WRITTEN INSTRUCTION:
Collect every line in the rows below that contains the word "embankment" and copy each one.

---- DATA TO USE

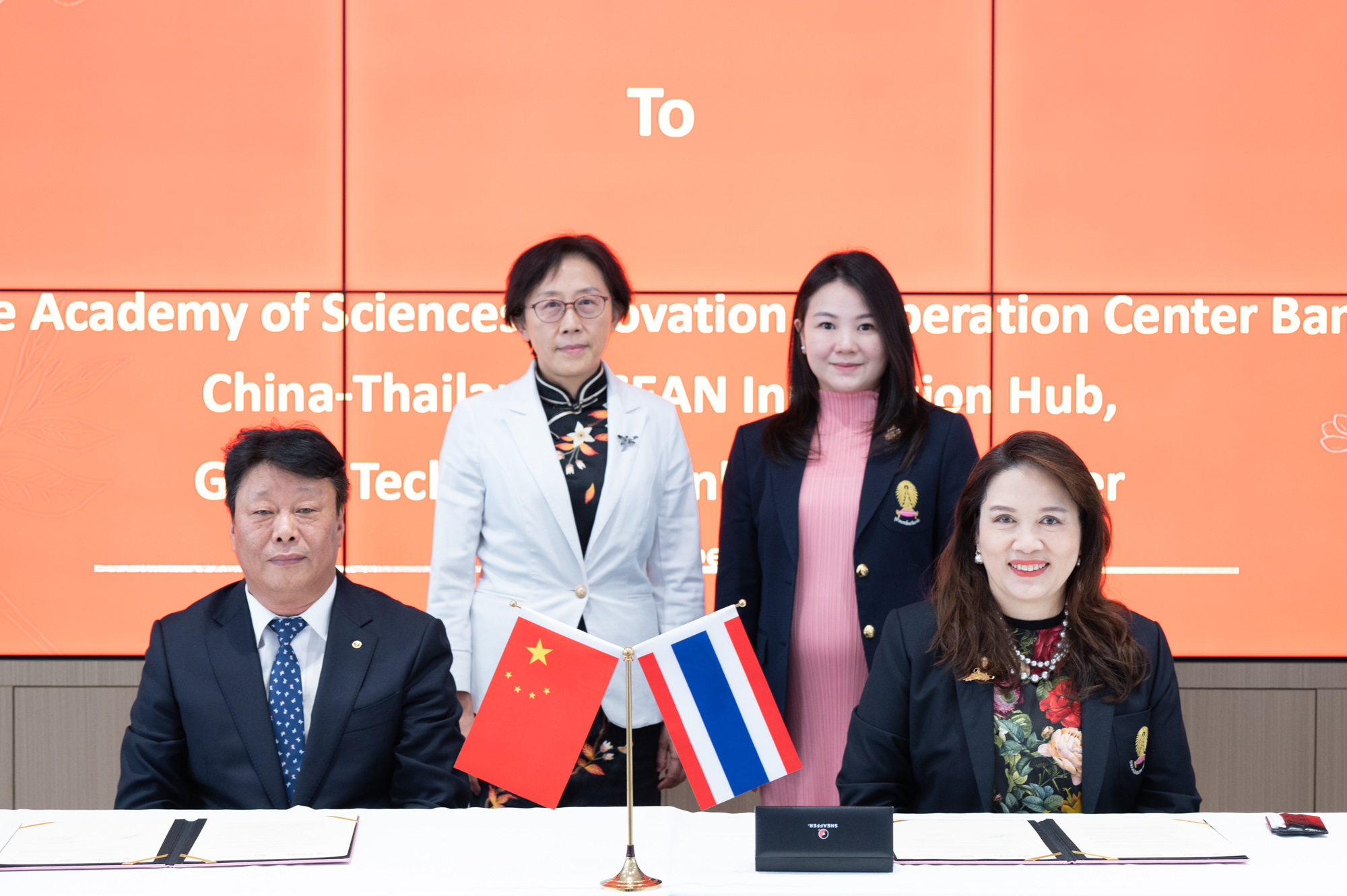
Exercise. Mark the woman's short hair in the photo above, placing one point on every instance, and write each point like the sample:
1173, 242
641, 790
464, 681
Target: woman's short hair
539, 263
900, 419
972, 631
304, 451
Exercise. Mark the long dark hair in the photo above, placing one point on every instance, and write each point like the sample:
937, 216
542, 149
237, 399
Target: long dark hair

--------
---- DATA TO USE

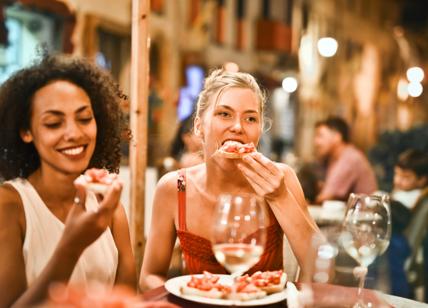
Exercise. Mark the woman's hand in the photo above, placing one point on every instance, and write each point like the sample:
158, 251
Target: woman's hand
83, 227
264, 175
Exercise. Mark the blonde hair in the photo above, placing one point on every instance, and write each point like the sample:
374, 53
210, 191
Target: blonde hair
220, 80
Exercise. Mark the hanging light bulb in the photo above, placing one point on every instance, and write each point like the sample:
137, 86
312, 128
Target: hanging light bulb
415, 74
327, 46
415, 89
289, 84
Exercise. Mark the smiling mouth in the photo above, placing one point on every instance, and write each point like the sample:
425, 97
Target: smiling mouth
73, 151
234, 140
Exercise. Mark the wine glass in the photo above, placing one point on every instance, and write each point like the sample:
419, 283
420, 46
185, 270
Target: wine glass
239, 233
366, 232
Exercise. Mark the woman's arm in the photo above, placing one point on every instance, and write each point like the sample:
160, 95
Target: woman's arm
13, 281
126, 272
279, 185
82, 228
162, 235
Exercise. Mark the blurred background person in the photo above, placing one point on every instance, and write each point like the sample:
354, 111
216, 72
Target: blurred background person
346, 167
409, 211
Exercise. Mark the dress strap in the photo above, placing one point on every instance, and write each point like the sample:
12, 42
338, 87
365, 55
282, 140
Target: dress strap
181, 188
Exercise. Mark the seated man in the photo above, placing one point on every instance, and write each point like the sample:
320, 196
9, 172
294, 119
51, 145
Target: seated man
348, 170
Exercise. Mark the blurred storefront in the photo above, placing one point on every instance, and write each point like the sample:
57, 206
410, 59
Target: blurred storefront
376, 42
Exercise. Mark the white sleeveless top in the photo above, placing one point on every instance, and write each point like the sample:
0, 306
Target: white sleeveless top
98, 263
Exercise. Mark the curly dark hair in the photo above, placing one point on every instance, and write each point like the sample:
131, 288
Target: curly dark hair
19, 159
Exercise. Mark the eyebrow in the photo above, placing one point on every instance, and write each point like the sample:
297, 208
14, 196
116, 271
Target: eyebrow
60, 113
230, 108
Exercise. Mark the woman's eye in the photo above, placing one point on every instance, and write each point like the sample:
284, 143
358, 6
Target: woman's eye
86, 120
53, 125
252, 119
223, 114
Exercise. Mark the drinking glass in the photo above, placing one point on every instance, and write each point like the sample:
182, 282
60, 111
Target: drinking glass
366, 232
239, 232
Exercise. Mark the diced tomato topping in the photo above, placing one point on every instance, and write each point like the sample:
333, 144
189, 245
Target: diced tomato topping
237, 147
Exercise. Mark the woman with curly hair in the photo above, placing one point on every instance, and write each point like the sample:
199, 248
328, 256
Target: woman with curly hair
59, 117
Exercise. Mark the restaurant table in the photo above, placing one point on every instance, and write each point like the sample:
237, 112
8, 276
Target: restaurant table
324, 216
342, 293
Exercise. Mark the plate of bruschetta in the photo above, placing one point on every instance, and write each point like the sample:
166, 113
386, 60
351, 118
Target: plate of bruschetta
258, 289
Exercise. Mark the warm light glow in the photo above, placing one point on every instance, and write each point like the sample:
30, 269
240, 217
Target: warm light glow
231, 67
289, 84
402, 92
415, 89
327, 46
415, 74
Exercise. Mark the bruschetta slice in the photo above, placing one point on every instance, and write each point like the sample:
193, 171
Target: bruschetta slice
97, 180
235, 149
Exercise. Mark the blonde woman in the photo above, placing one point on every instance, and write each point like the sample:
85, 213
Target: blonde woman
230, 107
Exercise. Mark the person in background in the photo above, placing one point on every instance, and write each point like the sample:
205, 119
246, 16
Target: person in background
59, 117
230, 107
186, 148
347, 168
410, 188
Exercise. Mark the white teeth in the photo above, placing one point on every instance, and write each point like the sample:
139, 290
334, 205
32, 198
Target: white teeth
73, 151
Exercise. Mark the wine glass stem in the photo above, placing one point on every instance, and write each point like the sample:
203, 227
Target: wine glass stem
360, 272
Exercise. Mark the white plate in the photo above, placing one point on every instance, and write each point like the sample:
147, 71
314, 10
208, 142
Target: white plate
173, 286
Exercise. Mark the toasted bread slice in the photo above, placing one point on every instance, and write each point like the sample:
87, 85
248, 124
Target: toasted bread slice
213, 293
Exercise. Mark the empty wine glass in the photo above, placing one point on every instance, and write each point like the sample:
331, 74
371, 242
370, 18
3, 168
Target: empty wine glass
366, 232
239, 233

--------
---- DATA TO USE

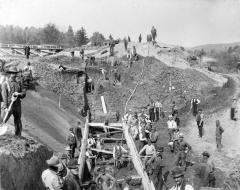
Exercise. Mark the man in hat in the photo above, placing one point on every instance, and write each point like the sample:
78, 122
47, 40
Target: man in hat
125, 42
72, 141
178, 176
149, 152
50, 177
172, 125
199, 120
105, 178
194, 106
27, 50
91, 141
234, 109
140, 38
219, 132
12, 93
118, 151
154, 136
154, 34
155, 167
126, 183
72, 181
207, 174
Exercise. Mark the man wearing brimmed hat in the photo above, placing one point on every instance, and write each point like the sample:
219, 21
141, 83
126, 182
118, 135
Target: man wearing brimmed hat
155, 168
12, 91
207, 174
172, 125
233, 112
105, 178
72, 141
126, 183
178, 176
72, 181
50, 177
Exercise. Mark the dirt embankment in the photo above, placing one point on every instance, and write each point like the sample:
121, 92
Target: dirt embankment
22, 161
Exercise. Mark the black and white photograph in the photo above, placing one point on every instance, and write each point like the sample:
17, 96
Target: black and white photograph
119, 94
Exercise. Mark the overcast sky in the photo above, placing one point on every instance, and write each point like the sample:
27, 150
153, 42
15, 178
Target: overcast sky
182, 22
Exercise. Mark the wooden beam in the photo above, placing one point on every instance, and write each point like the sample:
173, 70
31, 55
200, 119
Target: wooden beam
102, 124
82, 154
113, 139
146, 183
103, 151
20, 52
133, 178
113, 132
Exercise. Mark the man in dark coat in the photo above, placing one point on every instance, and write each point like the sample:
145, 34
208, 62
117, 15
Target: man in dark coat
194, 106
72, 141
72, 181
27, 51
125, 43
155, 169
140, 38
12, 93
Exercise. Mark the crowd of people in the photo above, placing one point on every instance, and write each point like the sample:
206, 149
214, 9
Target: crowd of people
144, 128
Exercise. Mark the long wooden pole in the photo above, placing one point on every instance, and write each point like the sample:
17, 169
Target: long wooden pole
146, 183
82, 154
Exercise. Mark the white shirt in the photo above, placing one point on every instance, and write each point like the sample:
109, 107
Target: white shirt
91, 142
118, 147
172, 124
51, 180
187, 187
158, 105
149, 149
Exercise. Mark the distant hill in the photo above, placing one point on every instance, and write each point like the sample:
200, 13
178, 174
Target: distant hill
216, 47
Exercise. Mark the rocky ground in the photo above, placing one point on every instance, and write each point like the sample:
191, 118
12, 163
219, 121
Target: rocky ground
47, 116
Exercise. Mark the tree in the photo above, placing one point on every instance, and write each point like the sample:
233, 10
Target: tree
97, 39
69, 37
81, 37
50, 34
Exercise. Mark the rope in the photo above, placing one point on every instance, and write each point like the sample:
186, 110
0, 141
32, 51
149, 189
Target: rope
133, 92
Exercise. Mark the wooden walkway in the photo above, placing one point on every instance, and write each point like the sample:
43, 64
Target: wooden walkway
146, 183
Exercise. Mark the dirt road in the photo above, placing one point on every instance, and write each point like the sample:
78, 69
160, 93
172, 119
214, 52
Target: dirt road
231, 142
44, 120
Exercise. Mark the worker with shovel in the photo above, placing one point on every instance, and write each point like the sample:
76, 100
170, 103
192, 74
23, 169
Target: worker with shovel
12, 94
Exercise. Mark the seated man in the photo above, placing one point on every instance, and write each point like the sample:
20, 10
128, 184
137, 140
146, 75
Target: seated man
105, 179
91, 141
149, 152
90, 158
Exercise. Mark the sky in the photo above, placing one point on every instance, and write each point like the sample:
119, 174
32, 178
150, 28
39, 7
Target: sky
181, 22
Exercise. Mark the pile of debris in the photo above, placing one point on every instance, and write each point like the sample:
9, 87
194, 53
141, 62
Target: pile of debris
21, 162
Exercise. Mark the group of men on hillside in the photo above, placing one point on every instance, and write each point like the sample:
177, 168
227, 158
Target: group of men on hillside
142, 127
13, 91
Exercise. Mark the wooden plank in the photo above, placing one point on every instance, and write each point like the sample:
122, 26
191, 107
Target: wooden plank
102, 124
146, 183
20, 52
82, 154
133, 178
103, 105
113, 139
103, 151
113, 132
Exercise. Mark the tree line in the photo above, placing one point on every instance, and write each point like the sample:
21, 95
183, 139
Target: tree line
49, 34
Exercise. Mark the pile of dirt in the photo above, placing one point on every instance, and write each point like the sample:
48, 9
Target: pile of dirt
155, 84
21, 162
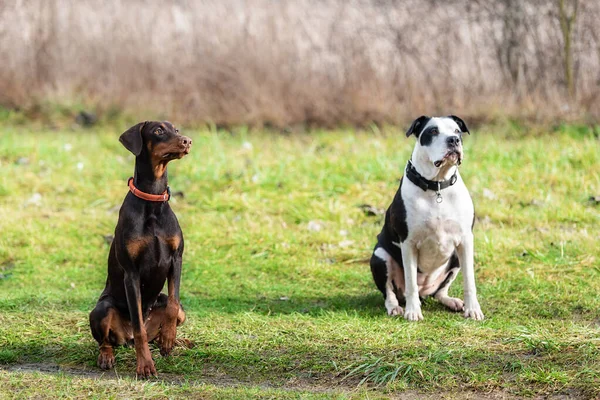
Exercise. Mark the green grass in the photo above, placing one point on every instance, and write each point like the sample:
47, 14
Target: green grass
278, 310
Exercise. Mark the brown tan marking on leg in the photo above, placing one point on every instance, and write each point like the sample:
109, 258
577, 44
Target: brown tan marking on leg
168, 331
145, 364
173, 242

--------

WRITTEN ANSWER:
Exercise. Mark the dirt embankment in the photo above, placing one point on every instance, and write each point like the sample:
Target: dirt embankment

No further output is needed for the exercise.